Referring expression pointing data
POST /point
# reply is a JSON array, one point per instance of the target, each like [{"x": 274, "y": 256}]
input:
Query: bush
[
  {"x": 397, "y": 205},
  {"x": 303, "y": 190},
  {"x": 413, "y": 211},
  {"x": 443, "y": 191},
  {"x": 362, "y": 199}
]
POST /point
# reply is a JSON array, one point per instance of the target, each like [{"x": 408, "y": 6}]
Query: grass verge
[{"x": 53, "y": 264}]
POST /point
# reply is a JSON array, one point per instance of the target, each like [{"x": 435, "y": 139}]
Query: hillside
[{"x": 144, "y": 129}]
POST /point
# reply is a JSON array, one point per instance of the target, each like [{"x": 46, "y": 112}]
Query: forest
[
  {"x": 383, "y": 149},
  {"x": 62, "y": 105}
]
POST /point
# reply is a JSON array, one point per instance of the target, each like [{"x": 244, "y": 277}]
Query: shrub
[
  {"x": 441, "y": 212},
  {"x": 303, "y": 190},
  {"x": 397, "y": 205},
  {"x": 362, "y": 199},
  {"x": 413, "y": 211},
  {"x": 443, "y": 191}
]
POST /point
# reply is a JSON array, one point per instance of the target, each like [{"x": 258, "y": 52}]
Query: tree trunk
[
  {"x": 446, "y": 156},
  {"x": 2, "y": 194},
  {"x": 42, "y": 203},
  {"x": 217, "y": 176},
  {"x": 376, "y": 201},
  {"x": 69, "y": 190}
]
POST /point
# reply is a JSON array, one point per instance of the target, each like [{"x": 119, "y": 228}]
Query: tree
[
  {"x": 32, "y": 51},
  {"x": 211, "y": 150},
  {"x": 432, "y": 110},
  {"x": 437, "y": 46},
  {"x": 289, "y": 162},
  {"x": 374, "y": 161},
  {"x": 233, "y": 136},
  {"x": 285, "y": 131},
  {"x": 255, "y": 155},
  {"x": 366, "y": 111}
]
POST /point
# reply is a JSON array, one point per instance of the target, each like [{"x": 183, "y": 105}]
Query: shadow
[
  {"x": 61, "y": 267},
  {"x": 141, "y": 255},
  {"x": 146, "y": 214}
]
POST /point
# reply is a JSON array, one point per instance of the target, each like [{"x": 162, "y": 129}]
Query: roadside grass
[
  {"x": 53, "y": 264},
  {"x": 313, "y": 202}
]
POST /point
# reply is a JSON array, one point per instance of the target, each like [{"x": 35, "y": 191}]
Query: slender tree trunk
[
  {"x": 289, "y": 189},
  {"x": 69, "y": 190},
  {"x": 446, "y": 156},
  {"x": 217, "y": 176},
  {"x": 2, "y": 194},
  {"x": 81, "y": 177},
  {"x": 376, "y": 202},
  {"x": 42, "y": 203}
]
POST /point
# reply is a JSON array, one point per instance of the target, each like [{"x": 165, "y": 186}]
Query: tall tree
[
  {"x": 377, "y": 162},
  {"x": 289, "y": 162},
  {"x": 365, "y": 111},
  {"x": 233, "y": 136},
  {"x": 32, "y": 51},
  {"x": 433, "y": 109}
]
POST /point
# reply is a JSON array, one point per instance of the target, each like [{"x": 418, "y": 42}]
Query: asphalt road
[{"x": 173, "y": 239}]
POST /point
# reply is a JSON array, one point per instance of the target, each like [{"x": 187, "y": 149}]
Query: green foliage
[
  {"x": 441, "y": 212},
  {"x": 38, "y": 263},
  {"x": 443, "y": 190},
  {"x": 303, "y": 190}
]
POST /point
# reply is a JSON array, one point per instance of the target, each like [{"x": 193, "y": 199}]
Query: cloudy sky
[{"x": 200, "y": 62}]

### [DIRECTIONS FOR THIS TASK]
Retype the data exactly as given.

### [TASK RESPONSE]
POST /point
# reply is a JSON array, one point per instance of the target, each like [{"x": 274, "y": 256}]
input:
Query: bush
[
  {"x": 397, "y": 205},
  {"x": 303, "y": 190},
  {"x": 413, "y": 211},
  {"x": 443, "y": 191},
  {"x": 362, "y": 199}
]
POST /point
# reply is a JSON array, one point per instance of the target, each like [{"x": 408, "y": 6}]
Query: grass verge
[{"x": 53, "y": 264}]
POST /point
# reply is a JSON array, one point per instance of the target, each like [{"x": 435, "y": 139}]
Query: hillside
[{"x": 144, "y": 129}]
POST /point
# reply is a JSON array, one point per instance of the target, each like [{"x": 46, "y": 112}]
Query: forest
[
  {"x": 383, "y": 149},
  {"x": 62, "y": 105}
]
POST /point
# reply is a JSON array, one point per instance of the target, each like [{"x": 244, "y": 277}]
Query: shrub
[
  {"x": 441, "y": 212},
  {"x": 303, "y": 190},
  {"x": 397, "y": 205},
  {"x": 362, "y": 199},
  {"x": 413, "y": 211},
  {"x": 443, "y": 191}
]
POST /point
# reply is a JSON array, one point per instance of the target, each like [{"x": 258, "y": 52}]
Query: tree trunk
[
  {"x": 446, "y": 156},
  {"x": 2, "y": 194},
  {"x": 42, "y": 203},
  {"x": 217, "y": 176},
  {"x": 376, "y": 201},
  {"x": 69, "y": 190}
]
POST /point
# reply is a JSON array, one point per instance of the target, each like [{"x": 119, "y": 228}]
Query: tree
[
  {"x": 32, "y": 51},
  {"x": 211, "y": 150},
  {"x": 432, "y": 110},
  {"x": 437, "y": 46},
  {"x": 289, "y": 162},
  {"x": 374, "y": 161},
  {"x": 233, "y": 136},
  {"x": 285, "y": 131},
  {"x": 255, "y": 155},
  {"x": 366, "y": 111}
]
POST /point
# reply is a JSON array, one point per instance of the target, each like [{"x": 183, "y": 105}]
Query: shadow
[
  {"x": 61, "y": 267},
  {"x": 141, "y": 255},
  {"x": 146, "y": 214}
]
POST /point
# reply is a JSON array, one point per instance of the target, each like [{"x": 162, "y": 129}]
Query: roadside grass
[
  {"x": 53, "y": 264},
  {"x": 313, "y": 202}
]
POST /point
# reply is a JSON array, one point per instance of the target, each like [{"x": 35, "y": 191}]
Query: slender tree trunk
[
  {"x": 289, "y": 189},
  {"x": 69, "y": 190},
  {"x": 446, "y": 156},
  {"x": 217, "y": 176},
  {"x": 2, "y": 194},
  {"x": 81, "y": 177},
  {"x": 376, "y": 202},
  {"x": 42, "y": 203}
]
POST /point
# reply is a JSON array, one point per instance of the target, each like [{"x": 165, "y": 186}]
Query: tall tree
[
  {"x": 377, "y": 162},
  {"x": 289, "y": 162},
  {"x": 365, "y": 111},
  {"x": 233, "y": 136},
  {"x": 32, "y": 51},
  {"x": 433, "y": 109}
]
POST /point
# reply is a JSON array, one point per instance of the target, each like [{"x": 418, "y": 42}]
Query: asphalt road
[{"x": 173, "y": 239}]
POST /point
# reply is a JSON array, one point per instance of the target, each like [{"x": 187, "y": 149}]
Query: green foliage
[
  {"x": 441, "y": 212},
  {"x": 38, "y": 263},
  {"x": 443, "y": 190},
  {"x": 303, "y": 190}
]
POST /point
# reply is a JSON array, one point per instance of the target, each like [{"x": 193, "y": 199}]
Query: cloudy sky
[{"x": 200, "y": 62}]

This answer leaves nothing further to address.